* _What is expected_
The lines to copy are those in the listing below that contain the word "bench".

* _Task inputs_

◆ ◆ ◆ ◆ ◆ ◆ ◆

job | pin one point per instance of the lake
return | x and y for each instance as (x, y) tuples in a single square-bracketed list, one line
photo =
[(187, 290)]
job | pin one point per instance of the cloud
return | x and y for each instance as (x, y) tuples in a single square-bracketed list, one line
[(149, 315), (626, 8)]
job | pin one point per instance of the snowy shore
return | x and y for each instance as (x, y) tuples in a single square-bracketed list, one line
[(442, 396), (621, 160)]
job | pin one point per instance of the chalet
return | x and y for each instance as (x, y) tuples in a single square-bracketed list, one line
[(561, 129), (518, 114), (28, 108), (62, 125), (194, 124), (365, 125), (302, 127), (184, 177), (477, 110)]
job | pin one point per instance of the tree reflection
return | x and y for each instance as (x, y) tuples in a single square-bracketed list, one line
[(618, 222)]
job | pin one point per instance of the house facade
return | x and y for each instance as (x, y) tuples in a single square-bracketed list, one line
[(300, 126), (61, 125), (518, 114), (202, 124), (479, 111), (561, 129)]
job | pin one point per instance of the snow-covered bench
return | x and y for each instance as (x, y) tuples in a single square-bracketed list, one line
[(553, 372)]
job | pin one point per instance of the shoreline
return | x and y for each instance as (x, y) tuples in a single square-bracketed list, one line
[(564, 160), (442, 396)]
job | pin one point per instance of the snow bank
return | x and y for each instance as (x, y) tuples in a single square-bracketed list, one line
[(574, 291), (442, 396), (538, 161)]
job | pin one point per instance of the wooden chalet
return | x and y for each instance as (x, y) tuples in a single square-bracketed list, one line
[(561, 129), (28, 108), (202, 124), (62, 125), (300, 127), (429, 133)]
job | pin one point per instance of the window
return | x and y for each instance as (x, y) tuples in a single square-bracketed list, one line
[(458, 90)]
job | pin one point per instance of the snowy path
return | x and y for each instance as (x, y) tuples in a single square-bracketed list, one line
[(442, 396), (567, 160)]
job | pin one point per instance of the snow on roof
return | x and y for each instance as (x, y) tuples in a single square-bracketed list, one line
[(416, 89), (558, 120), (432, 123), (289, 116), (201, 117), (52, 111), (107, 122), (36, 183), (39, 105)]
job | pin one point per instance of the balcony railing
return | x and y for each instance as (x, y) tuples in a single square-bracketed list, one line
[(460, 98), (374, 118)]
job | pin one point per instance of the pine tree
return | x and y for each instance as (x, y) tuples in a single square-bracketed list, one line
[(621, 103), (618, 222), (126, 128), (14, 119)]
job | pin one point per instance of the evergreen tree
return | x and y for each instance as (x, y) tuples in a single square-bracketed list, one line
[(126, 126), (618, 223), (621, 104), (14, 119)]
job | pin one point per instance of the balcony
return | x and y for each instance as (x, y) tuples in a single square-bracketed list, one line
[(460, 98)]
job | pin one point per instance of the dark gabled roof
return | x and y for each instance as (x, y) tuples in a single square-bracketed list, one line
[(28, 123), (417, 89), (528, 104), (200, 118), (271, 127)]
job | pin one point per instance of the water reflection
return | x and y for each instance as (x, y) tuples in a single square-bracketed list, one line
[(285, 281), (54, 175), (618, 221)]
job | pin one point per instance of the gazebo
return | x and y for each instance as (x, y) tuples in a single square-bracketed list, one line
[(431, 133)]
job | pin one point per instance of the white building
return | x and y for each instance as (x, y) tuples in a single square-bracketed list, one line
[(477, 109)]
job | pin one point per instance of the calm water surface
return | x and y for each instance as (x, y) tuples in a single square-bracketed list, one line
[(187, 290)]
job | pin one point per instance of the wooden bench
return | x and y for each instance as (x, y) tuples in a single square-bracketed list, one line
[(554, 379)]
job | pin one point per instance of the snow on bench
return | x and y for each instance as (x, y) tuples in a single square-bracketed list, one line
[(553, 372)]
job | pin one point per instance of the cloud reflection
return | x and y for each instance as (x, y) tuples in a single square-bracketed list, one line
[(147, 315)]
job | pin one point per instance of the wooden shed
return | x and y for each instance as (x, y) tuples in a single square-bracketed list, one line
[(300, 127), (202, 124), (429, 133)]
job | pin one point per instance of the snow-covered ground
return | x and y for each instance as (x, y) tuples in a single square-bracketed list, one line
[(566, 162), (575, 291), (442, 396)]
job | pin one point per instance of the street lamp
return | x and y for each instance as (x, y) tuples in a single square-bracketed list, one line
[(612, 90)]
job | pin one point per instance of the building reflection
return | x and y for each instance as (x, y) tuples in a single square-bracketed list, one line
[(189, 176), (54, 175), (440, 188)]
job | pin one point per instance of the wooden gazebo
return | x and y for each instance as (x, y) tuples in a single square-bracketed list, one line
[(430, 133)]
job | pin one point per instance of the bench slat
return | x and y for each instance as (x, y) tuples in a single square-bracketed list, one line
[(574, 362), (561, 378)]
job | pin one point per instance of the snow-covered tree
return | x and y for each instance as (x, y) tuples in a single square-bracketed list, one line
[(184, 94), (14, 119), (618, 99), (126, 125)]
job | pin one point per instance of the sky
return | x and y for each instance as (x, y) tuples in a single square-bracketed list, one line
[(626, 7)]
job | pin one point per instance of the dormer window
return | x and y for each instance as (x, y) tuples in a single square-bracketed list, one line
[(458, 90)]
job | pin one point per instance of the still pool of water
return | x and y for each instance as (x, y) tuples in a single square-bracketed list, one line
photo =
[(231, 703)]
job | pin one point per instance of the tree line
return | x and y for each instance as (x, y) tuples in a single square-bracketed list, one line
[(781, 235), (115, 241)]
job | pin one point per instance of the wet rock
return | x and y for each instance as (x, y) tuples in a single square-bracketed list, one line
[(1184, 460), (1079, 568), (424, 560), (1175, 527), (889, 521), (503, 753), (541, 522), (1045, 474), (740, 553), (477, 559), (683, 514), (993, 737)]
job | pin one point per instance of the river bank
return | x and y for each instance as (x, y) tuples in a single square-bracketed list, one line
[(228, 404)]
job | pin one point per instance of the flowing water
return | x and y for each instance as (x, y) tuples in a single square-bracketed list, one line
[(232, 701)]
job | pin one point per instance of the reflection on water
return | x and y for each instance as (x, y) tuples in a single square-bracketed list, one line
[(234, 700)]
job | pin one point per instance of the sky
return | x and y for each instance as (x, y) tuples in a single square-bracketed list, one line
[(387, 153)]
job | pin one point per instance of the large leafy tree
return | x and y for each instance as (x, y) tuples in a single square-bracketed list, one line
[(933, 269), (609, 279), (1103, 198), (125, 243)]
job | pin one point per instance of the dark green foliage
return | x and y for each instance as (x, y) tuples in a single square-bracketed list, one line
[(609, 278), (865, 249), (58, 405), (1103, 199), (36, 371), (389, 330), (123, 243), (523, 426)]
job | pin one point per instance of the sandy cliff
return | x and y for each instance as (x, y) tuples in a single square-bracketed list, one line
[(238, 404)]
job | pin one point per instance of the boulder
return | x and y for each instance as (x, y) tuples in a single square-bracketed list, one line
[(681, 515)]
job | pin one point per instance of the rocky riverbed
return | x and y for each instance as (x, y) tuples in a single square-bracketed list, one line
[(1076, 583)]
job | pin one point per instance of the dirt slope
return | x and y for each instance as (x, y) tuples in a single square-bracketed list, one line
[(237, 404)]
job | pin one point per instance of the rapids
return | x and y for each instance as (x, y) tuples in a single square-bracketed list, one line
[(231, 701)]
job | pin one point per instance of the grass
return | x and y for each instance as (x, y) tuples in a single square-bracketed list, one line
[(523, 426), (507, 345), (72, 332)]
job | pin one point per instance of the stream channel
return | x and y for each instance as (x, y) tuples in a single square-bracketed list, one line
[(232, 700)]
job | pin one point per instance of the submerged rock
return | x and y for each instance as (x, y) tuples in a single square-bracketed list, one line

◆ ◆ ◆ ◆ ◆ ◆ ◆

* _Written solution_
job | pin one point per instance of the snow-covered bench
job | pin one point per instance of the wooden bench
job | pin one point per instance of the snow on bench
job | pin one point per instance of the bench slat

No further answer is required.